++++ DATA SUPPLIED
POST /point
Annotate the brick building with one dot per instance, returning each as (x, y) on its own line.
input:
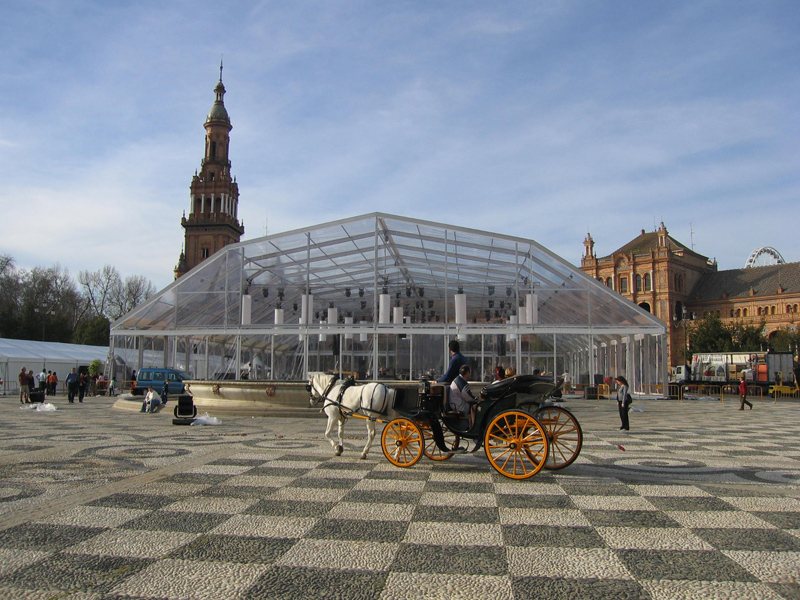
(676, 284)
(214, 196)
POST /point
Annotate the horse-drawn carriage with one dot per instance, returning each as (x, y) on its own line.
(516, 422)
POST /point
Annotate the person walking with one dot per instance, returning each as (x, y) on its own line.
(567, 381)
(43, 382)
(24, 388)
(623, 401)
(743, 394)
(72, 382)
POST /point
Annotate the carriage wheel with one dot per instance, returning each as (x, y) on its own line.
(516, 444)
(402, 442)
(431, 450)
(564, 434)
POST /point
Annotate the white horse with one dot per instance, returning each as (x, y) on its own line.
(370, 400)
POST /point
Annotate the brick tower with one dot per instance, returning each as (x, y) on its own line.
(213, 211)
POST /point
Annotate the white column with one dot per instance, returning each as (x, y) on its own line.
(461, 308)
(384, 304)
(247, 309)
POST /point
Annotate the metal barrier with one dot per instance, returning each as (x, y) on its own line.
(657, 389)
(695, 389)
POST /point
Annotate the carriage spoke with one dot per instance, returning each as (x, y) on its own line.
(516, 445)
(564, 434)
(402, 442)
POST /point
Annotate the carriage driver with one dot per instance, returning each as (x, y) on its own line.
(461, 397)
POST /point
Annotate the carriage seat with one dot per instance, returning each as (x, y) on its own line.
(519, 384)
(443, 390)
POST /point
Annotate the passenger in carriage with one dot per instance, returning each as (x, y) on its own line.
(457, 360)
(461, 398)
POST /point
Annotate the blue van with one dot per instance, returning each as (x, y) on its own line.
(155, 377)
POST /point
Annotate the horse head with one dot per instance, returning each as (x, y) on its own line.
(318, 386)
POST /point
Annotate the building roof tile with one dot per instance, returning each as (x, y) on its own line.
(748, 282)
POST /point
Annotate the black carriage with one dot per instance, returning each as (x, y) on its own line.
(516, 422)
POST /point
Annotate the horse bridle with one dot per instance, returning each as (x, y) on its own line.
(314, 400)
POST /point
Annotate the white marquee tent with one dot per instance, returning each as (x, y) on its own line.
(381, 295)
(50, 356)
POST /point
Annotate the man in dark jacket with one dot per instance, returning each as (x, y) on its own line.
(72, 381)
(457, 360)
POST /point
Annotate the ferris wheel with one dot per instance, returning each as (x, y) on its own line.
(761, 257)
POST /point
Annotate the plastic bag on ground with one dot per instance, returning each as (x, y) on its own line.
(46, 407)
(206, 419)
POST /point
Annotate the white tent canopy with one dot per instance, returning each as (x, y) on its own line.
(50, 356)
(381, 294)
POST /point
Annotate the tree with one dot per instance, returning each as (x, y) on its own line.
(786, 340)
(748, 338)
(92, 332)
(108, 295)
(709, 335)
(46, 304)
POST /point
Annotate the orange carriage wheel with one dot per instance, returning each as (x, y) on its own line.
(516, 444)
(564, 434)
(431, 450)
(402, 443)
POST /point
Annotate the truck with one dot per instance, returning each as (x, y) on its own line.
(759, 368)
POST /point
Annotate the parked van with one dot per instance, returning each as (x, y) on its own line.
(155, 377)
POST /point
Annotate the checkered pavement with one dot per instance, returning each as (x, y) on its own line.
(696, 503)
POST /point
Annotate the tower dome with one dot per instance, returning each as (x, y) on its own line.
(218, 112)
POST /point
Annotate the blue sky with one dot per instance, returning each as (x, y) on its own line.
(541, 119)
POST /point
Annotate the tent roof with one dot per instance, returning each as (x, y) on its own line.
(348, 263)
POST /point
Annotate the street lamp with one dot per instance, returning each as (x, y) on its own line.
(681, 322)
(44, 312)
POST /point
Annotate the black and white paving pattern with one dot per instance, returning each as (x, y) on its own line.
(698, 500)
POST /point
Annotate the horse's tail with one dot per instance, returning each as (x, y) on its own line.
(376, 397)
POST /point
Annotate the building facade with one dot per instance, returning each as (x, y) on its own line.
(676, 284)
(213, 220)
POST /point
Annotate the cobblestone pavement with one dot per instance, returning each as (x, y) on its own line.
(699, 500)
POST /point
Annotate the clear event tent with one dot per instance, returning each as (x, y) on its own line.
(381, 295)
(50, 356)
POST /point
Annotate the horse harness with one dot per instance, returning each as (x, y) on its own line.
(343, 411)
(346, 383)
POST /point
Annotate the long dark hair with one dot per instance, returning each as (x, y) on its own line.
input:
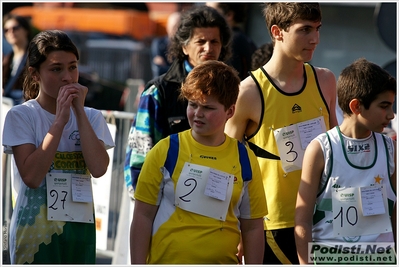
(199, 17)
(39, 48)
++++++++
Omit the pictures, then quote the rest of the material above exactly.

OUTPUT FOR THIS TASK
POST /point
Annotate the brick building with one dot per instance, returning each as (x, y) on its own line.
input:
(676, 284)
(214, 196)
POST /point
Annotate the horse-drawn carriage with one dot per instance, returning each as (x, y) on its own line.
(516, 422)
POST /point
Annotate the person walking with one dot per instance, returning each as (x, y) on its own line.
(567, 381)
(43, 382)
(24, 388)
(623, 401)
(743, 394)
(72, 382)
POST /point
Annotate the carriage wheel with one dot per instance, returning each as (x, y) on its own line.
(516, 444)
(402, 442)
(431, 450)
(564, 434)
POST /point
Annotate the white horse with one dot per instance, returning each as (x, y) on its own line.
(370, 400)
POST /point
Annotate the brick tower with one dot per instance, returning each as (x, y) on its own line.
(213, 211)
POST /point
Annotate the white column with one dot per instance, returning each as (x, y) on its own line.
(461, 308)
(384, 304)
(247, 309)
POST /point
Annotate the metal barrier with one dot per instance, returning each as (x, y) on its own line.
(657, 389)
(695, 389)
POST /point
Annotate the carriage spoke with one dot per instance, returning each as (x, y) on its own line.
(516, 445)
(564, 434)
(402, 442)
POST /point
Annotate the carriage driver with one dot per instance, returning each as (x, y) on its own line.
(461, 397)
POST /point
Annotate the carriage seat with one dot per instance, returning each as (x, y) on its own line.
(519, 384)
(443, 390)
POST /point
Annotate the passenger in carriage with one dot per instance, returning each as (x, y) on its own line.
(457, 360)
(461, 398)
POST /point
Annotate the blue van with one dot per instance, returning each as (x, y) on its own line.
(155, 377)
POST /point
Annotate the horse head with one dot per instance, returning each as (x, y) on its own line.
(318, 386)
POST /point
Annotate the building roof tile with one dot per instance, returning each as (x, y) on its own line.
(748, 282)
POST /point
Annotate the black carriage with one dot per instance, returning each as (x, y) on its own line.
(516, 422)
POST /point
Annotate the horse bridle with one dot per instance, returning each as (x, y) on its own line.
(314, 400)
POST /point
Annotate the white marquee tent with one dot per instance, returning each as (x, y) on its own line.
(381, 295)
(50, 356)
POST /point
Annotate the man in dark jacket with one dot per instance, returning each as (x, y) on its own line.
(72, 381)
(457, 360)
POST /point
Annotate the ferris wheel with one dot per instance, returning each as (x, y) on its own line.
(761, 257)
POST /point
Annotate the plastic bag on ground with one dot per instance, returning each as (x, y) on its own line.
(46, 407)
(206, 419)
POST /point
Annotate the white tent canopy with one dot per instance, returning each as (x, y) on its own line.
(50, 356)
(381, 294)
POST /point
Annotate the tree with one dot per instance, returning each as (x, y) on its own line.
(786, 340)
(748, 338)
(92, 332)
(108, 295)
(709, 335)
(46, 304)
POST /point
Annotate the orange carriage wheel with one dot per instance, returning each as (x, y) on its own line.
(516, 444)
(564, 434)
(431, 450)
(402, 443)
POST /point
Annotate the truck with one dot per instance, returning each as (x, y) on its own line.
(759, 368)
POST /point
Annotate the parked van with one dot per instance, returning each as (x, y) on its own line.
(155, 377)
POST /point
Annotate the checkered pavement with one dot per instance, returning each as (x, y) on its own line.
(696, 503)
POST /point
Annotate the tower dome with one dot per instance, returning each as (x, y) on its own line.
(218, 112)
POST /point
Annotate the blue sky with one dot per instance, returning each as (x, y) on its own line.
(541, 119)
POST /point
Annotate the tent roof with one dot per instance, returning each as (x, y) on its own line.
(348, 263)
POST /point
Annotate the street lamp with one dot per instance, returning each as (x, y) on its own line.
(681, 322)
(44, 312)
POST /point
Annotate the black and white paving pattern with one dot per instance, returning each as (x, y) on its own line.
(698, 500)
POST /point
Annotate the horse's tail with one dot per instance, returning each as (x, y) on its own line.
(376, 397)
POST /point
Annotate the building facade with one dot per instance, returning each as (x, y) on its own line.
(676, 284)
(213, 220)
POST /point
Annotate the cobblestone pavement with one dot per instance, returning each as (x, y) on its own line.
(699, 500)
POST /point
Annotate the clear event tent with one dot per instance, returning each as (x, y) on its own line.
(381, 295)
(50, 356)
POST /point
Annotate the horse harness with one dot per instance, returning each as (x, y) on its own line.
(343, 411)
(346, 383)
POST /point
Annotate the long dark hair with one dot per instance, returning each as (x, y) on its own line.
input:
(199, 17)
(39, 48)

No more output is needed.